# Question on 24v Mac Valves?



## mroct31 (Nov 10, 2007)

I have 2 for a prop that are MAC 24v 5.4watts and I purchased a couple of 24v 450mah wall transformers for them but when I connect it all up all I get is a red LED on the MAC valve but no valve operation going on. I'm wondering if these wall warts are not powerful enough?


----------



## bradbaum (Jul 26, 2008)

Your wall warts are rated in milliamp hours? Normally this is a battery rating saying that the battery can supply 450 miiliamps for 1 hour.

if they are indeed just milliamps then ohms law should serve:

P/E=I or 5.4W / 24Volts = .225 Amps (or 225 milliamps)

your wall warts are rated above that so they should be good to go.

I would double check that both the valves and the wall warts are DC (or AC) doesn't matter as long as they match.


----------



## mroct31 (Nov 10, 2007)

That's it! The valves are 24VDC and the wall warts are AC! DOH!


----------



## bradbaum (Jul 26, 2008)

You can use a full wave bridge rectifier to convert the AC to DC:

http://www.radioshack.com/product/index.jsp?productId=2062581


----------



## mroct31 (Nov 10, 2007)

So from what I can tell you run the 2 wires from the wall wart to 2 "legs"( I'm guessing there are 2 + and 2-'s ) on the rectifier then "continue" the wires from the other 2 "legs" to the the valve?


----------



## pshort (May 6, 2008)

The peak output voltage from using a 24VAC transformer and bridge rectifier is around 35V, which hopefully won't damage the valves.

In any case, run the two output leads from the transformer to the two legs of the bridge rectifier that are labelled '~' (or perhaps AC), and the connect the + and - leads from from the bridge to the + and - leads of the valves.


----------



## hpropman (Jul 27, 2008)

I would also solder a 47uF electrolytic capacitor across the + and the - lugs of the bridge. Note the cap has a negative side and a positive side make sure they match the bridge rectifier + to + and - to - (the cap will normally have an arrow with a - sign pointing to the neg lead) after soldering clip off any excess leads from the cap. This might help to identify:






Please PM me if you have any questions.


----------



## pshort (May 6, 2008)

@hpropman,

I somewhat disagree with you on the cap. There will still be ripple on the output of the rectifier with that cap in place, but the cap will serve to increase the RMS voltage to somewhat above 24V. While I'm not familiar with the MAC valve, that voltage is high enough that I fear that the valve will be damaged (or end up with a short life span).

His best bet, I think, is to get a DC supply with the correct ratings.


----------



## bradbaum (Jul 26, 2008)

I use unregulated DC wall warts on these valves all the time and have never had a problem.

An unregulated DC wall wart is just a transformer and a full wave bridge rectifier, no cap, or anything else.

you have to realize the valve is just a coil of wire, it really doesn't care if the voltage is a little high or low or has some ripple.


----------



## pshort (May 6, 2008)
###
Work to complete
a - Reproduce the stretch of the thread about 24v MAC valves from "An unregulated DC" through "has some ripple.", word for word.
b - List the usernames of all the people who post in the thread about 24v MAC valves.

(Lines from a dataset)
###
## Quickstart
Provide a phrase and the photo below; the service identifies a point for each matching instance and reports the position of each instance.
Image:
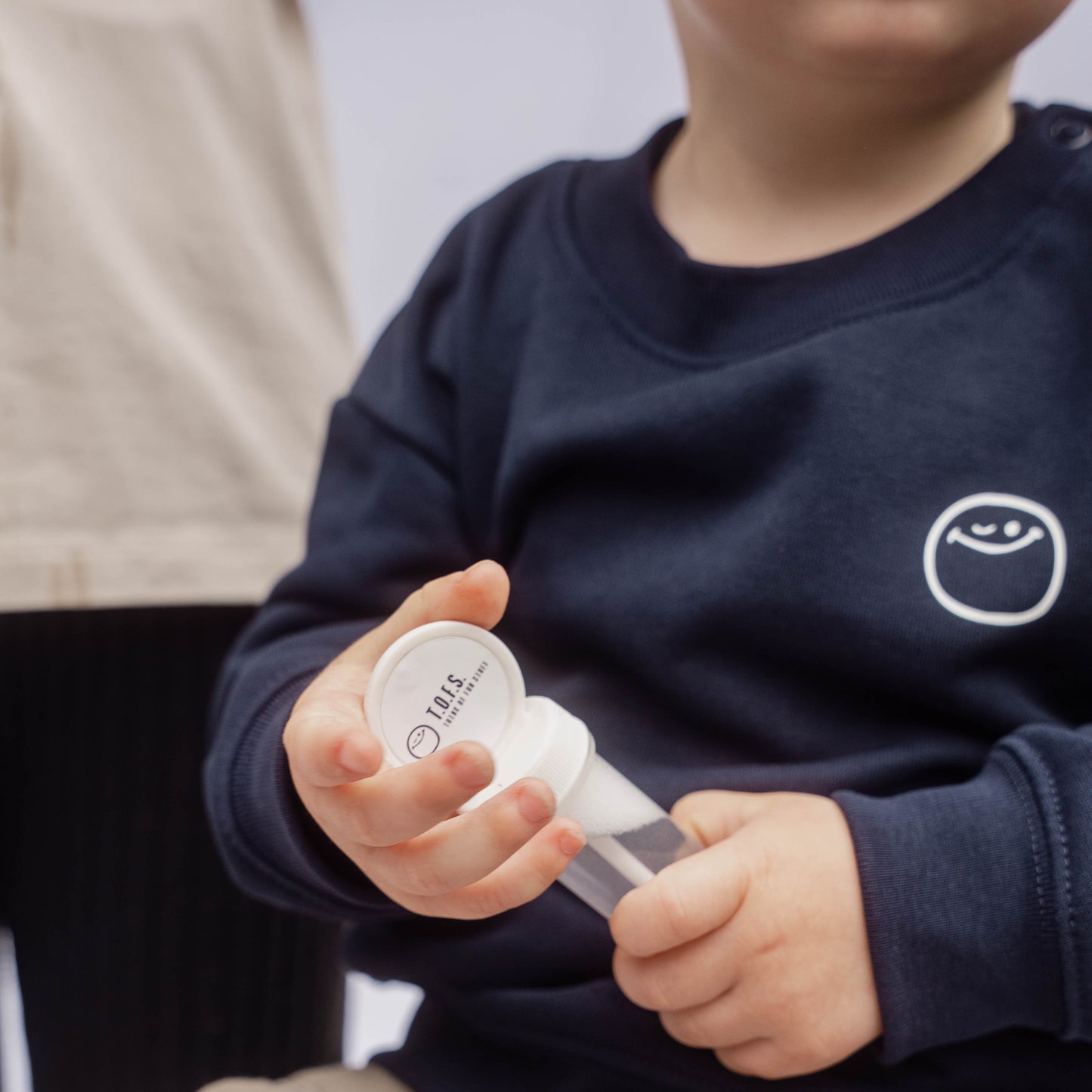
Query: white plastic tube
(449, 680)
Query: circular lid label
(444, 690)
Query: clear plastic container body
(630, 838)
(448, 682)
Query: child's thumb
(478, 595)
(713, 815)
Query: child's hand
(398, 824)
(756, 946)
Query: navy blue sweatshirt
(822, 527)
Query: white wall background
(435, 104)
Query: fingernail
(571, 842)
(534, 807)
(470, 771)
(474, 567)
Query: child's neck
(758, 179)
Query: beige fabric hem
(326, 1079)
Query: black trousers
(142, 969)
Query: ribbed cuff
(959, 905)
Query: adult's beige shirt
(172, 319)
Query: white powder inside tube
(608, 804)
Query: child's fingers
(688, 976)
(687, 900)
(733, 1017)
(402, 803)
(326, 749)
(478, 595)
(466, 848)
(524, 876)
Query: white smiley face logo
(996, 559)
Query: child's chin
(914, 39)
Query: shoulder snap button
(1072, 134)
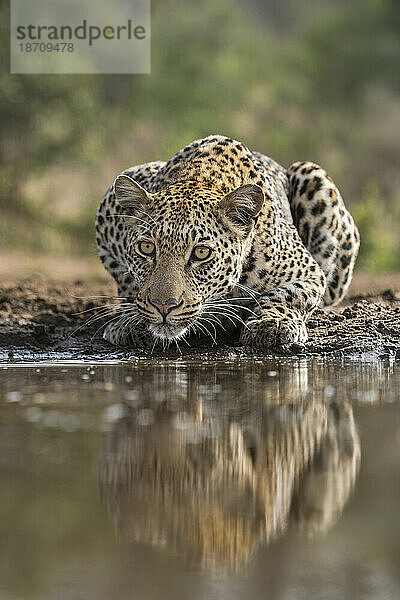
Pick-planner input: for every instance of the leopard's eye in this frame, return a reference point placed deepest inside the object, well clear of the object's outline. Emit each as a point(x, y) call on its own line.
point(201, 253)
point(146, 248)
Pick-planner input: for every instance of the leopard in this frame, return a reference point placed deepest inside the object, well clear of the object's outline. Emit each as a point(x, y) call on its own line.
point(222, 238)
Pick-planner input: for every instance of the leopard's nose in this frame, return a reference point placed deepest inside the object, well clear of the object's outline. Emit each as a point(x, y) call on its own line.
point(164, 308)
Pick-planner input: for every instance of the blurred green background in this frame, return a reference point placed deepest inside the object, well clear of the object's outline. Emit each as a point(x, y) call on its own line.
point(312, 80)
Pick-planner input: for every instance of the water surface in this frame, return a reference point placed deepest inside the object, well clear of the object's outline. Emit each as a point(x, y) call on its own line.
point(234, 479)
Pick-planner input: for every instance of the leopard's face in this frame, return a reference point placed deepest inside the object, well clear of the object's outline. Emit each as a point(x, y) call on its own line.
point(185, 250)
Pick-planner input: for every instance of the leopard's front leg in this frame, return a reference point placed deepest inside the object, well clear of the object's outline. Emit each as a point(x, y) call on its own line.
point(281, 313)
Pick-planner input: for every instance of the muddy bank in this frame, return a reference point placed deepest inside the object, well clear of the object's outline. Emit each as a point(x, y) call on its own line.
point(43, 319)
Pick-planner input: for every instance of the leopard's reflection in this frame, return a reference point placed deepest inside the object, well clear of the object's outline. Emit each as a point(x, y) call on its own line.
point(215, 486)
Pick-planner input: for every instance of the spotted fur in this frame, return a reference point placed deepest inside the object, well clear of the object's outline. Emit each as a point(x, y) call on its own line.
point(283, 239)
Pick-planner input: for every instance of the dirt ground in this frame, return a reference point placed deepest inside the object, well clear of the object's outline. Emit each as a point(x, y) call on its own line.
point(43, 319)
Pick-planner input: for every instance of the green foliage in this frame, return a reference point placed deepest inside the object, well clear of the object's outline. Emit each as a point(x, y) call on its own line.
point(318, 81)
point(380, 248)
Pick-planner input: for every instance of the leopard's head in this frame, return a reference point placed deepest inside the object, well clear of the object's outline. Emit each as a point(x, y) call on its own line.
point(186, 248)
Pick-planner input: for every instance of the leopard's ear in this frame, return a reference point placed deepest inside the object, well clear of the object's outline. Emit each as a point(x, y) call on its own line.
point(242, 206)
point(130, 195)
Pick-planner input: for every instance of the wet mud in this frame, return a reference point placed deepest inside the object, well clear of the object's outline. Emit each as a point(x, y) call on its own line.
point(43, 319)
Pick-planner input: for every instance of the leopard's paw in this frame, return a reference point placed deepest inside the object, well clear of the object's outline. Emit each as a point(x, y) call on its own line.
point(122, 336)
point(272, 332)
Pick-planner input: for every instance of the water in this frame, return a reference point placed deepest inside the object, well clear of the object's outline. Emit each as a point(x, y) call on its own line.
point(240, 480)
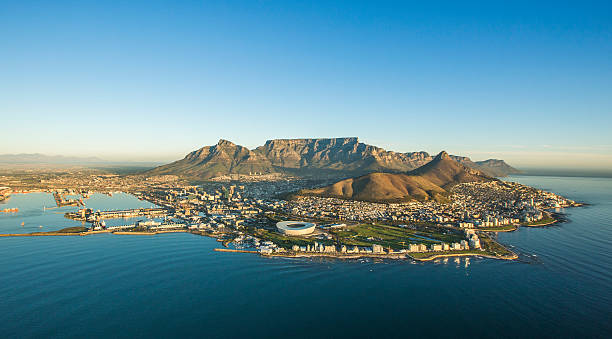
###
Completed exercise
a -
An unregulated DC wall wart is just a transformer and a full wave bridge rectifier, no cap, or anything else.

you have to realize the valve is just a coil of wire, it really doesn't care if the voltage is a little high or low or has some ripple.

b -
mroct31
bradbaum
pshort
hpropman